Lake in Belluno, Veneto, Italy

Lake Misurina (Lago di Misurina; Cadorino dialect: Lago de Meśorìna) is the largest natural lake of the Cadore. it sits 1,754 m above sea level, near Auronzo di Cadore (Belluno). The lake's perimeter is 2.6 km long, while the maximum depth is 5 m.

Near the lake some ten hotels accommodate around 500 guests.

The climatic characteristics around the lake make particularly good air for people with respiratory diseases. Near the lake is the only center in Italy for the care of childhood asthma, housed in the Grand Hotel Misurina.

The lake was the theme of a song by Claudio Baglioni. Lake Misurina is the theme of the theatrical representation of the Longane di Lozzo.

Lake Misurina hosted the speed skating events during the 1956 Winter Olympics of Cortina d'Ampezzo - the last time Olympic speed skating events were held on natural ice.

Misurina lies on the route of the Dolomites Gold Cup Race.

▸ SUPPLIED RECORDS

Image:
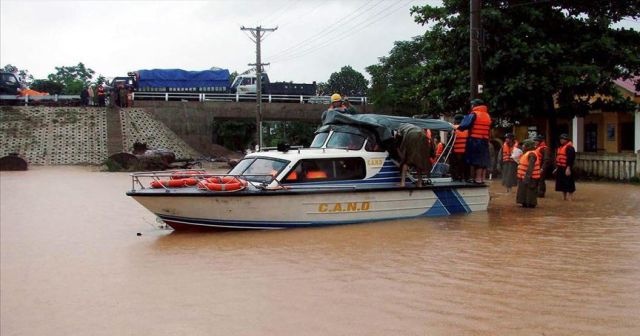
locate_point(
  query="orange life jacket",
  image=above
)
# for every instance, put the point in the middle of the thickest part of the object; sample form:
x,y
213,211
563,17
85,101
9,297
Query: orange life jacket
x,y
523,166
439,149
482,124
460,143
540,149
561,154
506,152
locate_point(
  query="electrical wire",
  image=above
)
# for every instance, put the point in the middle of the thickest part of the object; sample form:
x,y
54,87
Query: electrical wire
x,y
352,33
331,27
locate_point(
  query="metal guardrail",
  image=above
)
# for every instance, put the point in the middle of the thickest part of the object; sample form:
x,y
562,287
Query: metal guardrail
x,y
27,99
237,97
193,96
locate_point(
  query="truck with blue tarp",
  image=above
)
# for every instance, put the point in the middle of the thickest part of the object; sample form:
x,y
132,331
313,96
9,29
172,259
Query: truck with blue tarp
x,y
178,80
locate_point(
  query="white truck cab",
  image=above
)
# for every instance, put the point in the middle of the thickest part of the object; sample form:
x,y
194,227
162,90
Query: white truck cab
x,y
246,84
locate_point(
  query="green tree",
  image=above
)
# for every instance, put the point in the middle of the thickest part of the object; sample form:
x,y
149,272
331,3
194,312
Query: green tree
x,y
74,78
348,82
100,80
45,85
23,75
397,81
533,54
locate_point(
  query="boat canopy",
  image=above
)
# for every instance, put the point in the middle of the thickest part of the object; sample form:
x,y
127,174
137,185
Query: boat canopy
x,y
382,125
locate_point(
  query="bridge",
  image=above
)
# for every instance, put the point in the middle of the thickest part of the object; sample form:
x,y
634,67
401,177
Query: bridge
x,y
205,106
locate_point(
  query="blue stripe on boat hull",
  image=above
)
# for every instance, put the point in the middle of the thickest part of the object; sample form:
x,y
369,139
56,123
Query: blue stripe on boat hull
x,y
449,201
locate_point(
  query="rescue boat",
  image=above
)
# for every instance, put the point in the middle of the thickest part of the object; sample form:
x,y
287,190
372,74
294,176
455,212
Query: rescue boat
x,y
348,175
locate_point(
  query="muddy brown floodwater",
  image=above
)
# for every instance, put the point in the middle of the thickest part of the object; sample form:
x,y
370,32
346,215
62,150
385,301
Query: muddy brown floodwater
x,y
73,264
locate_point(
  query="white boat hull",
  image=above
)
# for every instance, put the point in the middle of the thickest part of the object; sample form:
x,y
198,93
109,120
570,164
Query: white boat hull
x,y
276,210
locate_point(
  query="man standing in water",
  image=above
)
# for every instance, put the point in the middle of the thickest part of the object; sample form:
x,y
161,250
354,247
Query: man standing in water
x,y
528,176
509,164
543,153
565,157
478,122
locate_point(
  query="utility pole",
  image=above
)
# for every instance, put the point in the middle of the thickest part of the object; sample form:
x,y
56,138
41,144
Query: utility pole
x,y
258,34
474,45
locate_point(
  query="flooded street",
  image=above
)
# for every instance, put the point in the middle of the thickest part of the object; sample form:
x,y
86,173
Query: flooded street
x,y
73,264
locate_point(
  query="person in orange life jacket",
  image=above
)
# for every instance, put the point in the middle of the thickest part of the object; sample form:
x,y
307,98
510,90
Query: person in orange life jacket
x,y
348,108
565,158
545,155
509,165
459,168
478,122
528,176
101,95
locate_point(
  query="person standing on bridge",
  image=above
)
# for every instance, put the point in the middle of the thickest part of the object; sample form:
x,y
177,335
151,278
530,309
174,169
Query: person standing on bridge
x,y
336,103
349,109
101,96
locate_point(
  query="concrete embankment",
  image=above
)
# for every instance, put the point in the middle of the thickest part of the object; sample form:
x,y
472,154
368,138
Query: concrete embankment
x,y
82,135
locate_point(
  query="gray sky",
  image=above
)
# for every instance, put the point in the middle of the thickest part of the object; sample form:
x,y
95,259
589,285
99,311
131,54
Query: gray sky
x,y
314,37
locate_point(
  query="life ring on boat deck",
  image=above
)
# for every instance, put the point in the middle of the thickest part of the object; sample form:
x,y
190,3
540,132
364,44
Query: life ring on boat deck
x,y
174,183
223,183
186,174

▸ ACTIVITIES
(1) Copy the Lake Misurina text starting with "Lake Misurina hosted" and going on through "Gold Cup Race.", and rename "natural ice" to "open-air ice" throughout.
(2) According to the Lake Misurina text, what is the lake's maximum depth?
You can leave the material aside.

▸ ANSWERS PER TASK
(1)
Lake Misurina hosted the speed skating events during the 1956 Winter Olympics of Cortina d'Ampezzo - the last time Olympic speed skating events were held on open-air ice.

Misurina lies on the route of the Dolomites Gold Cup Race.

(2) 5 m